**Exercise text:**
=======
The funds raised in this year’s One Walk Step Challenge will help support some of the most promising areas of Australian T1D research. Thank you to everyone taking their steps to help us create a world without T1D!
We had a chat with one of the researchers we are supporting this year: Dr. Ki Wook Kim, the lead postdoctoral research scientist for the Virology theme in the . Here’s a deeper dive into Dr. Kim’s research on T1D and the impact he hopes to achieve for people living with this autoimmune disease.
“The ultimate goal is to help develop vaccines to prevent T1D, as well as antiviral therapeutics to potentially treat people already diagnosed with T1D”
Dr Kim’s work aims to uncover the link between viruses and T1D.
As one of the lead investigators of ENDIA, Dr Kim is looking at whether early infection by viruses during pregnancy and infancy increases the risk of developing T1D. ENDIA is a nationwide study involving 1,500 mothers and infants with a first degree relative with T1D. Dr Kim is looking at all the viruses women are exposed to during pregnancy, to see if this affects the chance of their child developing T1D.
When asked about how his research can help people, Dr Kim says the “ultimate goal is to help develop vaccines to prevent T1D, as well as antiviral therapeutics to potentially treat people already diagnosed with T1D”. By finding which specific types of viruses are associated with the development of T1D, researchers will have a better idea of where to focus their efforts for vaccine development. It could be the first vaccine in the world available for T1D!
“With technology and medicine advancing more rapidly than ever, there is enormous potential for earlier detection of individuals at risk of T1D…”
Dr. Kim is hopeful when asked about what to expect in future treatments and technology for people living with T1D. He says ‘with technology and medicine advancing more rapidly than ever, there is enormous potential for earlier detection of individuals at risk of T1D...’ Leading back to his research, he says ‘This early detection gives us the opportunity to intervene, including by preventing viral causes of T1D through the use of vaccines and antiviral drugs – which I feel that we’re really at the cusp of achieving!’.
=======
**Input data:**
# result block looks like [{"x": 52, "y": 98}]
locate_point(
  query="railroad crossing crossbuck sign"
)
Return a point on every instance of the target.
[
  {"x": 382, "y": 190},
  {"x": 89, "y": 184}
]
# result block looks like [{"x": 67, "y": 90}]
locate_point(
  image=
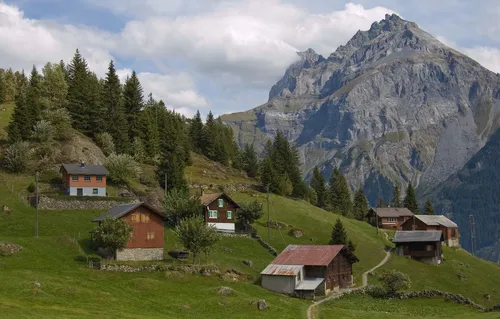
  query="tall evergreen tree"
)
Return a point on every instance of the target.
[
  {"x": 250, "y": 161},
  {"x": 77, "y": 98},
  {"x": 340, "y": 195},
  {"x": 319, "y": 186},
  {"x": 428, "y": 209},
  {"x": 396, "y": 197},
  {"x": 360, "y": 207},
  {"x": 33, "y": 100},
  {"x": 112, "y": 100},
  {"x": 196, "y": 133},
  {"x": 133, "y": 97},
  {"x": 339, "y": 234},
  {"x": 410, "y": 200}
]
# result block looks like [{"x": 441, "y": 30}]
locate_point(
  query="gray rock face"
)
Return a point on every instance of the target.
[{"x": 392, "y": 105}]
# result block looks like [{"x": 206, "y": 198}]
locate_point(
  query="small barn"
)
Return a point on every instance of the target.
[
  {"x": 147, "y": 241},
  {"x": 310, "y": 270},
  {"x": 220, "y": 211},
  {"x": 422, "y": 245},
  {"x": 435, "y": 222}
]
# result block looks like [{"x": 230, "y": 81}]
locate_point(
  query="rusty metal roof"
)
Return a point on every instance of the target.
[
  {"x": 281, "y": 270},
  {"x": 308, "y": 255}
]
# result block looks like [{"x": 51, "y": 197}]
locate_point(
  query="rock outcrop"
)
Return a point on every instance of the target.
[{"x": 392, "y": 105}]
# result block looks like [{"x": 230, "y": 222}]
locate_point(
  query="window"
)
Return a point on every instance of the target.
[
  {"x": 135, "y": 218},
  {"x": 144, "y": 218},
  {"x": 213, "y": 214}
]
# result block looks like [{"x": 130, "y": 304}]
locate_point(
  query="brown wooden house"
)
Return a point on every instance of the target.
[
  {"x": 220, "y": 211},
  {"x": 435, "y": 222},
  {"x": 147, "y": 240},
  {"x": 423, "y": 245},
  {"x": 388, "y": 217},
  {"x": 310, "y": 270}
]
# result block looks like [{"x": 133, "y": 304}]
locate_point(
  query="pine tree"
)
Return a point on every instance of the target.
[
  {"x": 196, "y": 133},
  {"x": 112, "y": 101},
  {"x": 340, "y": 195},
  {"x": 428, "y": 209},
  {"x": 133, "y": 98},
  {"x": 410, "y": 200},
  {"x": 360, "y": 207},
  {"x": 318, "y": 184},
  {"x": 250, "y": 161},
  {"x": 33, "y": 100},
  {"x": 339, "y": 234},
  {"x": 396, "y": 197},
  {"x": 77, "y": 98}
]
=======
**Work to complete:**
1 - According to the article on Dr. Kim's T1D research, how many mothers and infants does the ENDIA study involve?
2 - Quote every sentence in the article on Dr. Kim's T1D research that contains the word "vaccine" or "vaccines".

**Expected responses:**
1 - 1,500 mothers and infants

2 -
1. “The ultimate goal is to help develop vaccines to prevent T1D, as well as antiviral therapeutics to potentially treat people already diagnosed with T1D”
2. When asked about how his research can help people, Dr Kim says the “ultimate goal is to help develop vaccines to prevent T1D, as well as antiviral therapeutics to potentially treat people already diagnosed with T1D”.
3. By finding which specific types of viruses are associated with the development of T1D, researchers will have a better idea of where to focus their efforts for vaccine development.
4. It could be the first vaccine in the world available for T1D!
5. Leading back to his research, he says ‘This early detection gives us the opportunity to intervene, including by preventing viral causes of T1D through the use of vaccines and antiviral drugs – which I feel that we’re really at the cusp of achieving!’.